----- DATA PROVIDED

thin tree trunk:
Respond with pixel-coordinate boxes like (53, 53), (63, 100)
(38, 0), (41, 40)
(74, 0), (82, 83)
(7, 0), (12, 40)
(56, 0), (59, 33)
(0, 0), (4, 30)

----------

- **PROBLEM TO SOLVE**
Write out all of the rows again, request lines included, and add 19 to every coordinate in the answer boxes.

- **EXERCISE SOLUTION**
thin tree trunk:
Respond with pixel-coordinate boxes like (53, 53), (63, 100)
(57, 19), (60, 59)
(93, 19), (101, 102)
(26, 19), (31, 59)
(75, 19), (78, 52)
(19, 19), (23, 49)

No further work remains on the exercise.